:: EXERCISE OBJECTIVE ::
Copy each line of the data exactly. Leave nothing out.

:: DATASET RECORDS ::

:::::

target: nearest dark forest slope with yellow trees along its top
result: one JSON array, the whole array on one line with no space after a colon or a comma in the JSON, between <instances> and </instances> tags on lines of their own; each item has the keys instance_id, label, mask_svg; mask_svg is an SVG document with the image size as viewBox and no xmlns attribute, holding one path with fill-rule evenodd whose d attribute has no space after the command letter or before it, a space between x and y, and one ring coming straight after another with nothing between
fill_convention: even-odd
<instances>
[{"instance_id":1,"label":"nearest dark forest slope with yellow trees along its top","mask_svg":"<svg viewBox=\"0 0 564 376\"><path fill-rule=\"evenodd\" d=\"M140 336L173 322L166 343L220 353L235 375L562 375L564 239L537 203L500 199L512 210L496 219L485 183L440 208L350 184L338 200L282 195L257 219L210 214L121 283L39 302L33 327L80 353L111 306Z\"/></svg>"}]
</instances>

:::::

:: TASK RESPONSE ::
target: nearest dark forest slope with yellow trees along its top
result: one JSON array, the whole array on one line with no space after a colon or a comma in the JSON, between <instances> and </instances> tags on lines of their own; each item has the keys instance_id, label, mask_svg; mask_svg is an SVG document with the image size as viewBox and no xmlns attribute, holding one path with fill-rule evenodd whose d attribute has no space after the command letter or before it, a space between x and y, and one ring coming straight after another with nothing between
fill_convention: even-odd
<instances>
[{"instance_id":1,"label":"nearest dark forest slope with yellow trees along its top","mask_svg":"<svg viewBox=\"0 0 564 376\"><path fill-rule=\"evenodd\" d=\"M140 336L173 322L166 343L220 353L235 375L562 375L564 239L537 203L500 199L512 210L496 219L485 183L440 208L350 184L338 200L282 195L257 219L210 214L121 283L39 302L33 327L80 353L111 306Z\"/></svg>"}]
</instances>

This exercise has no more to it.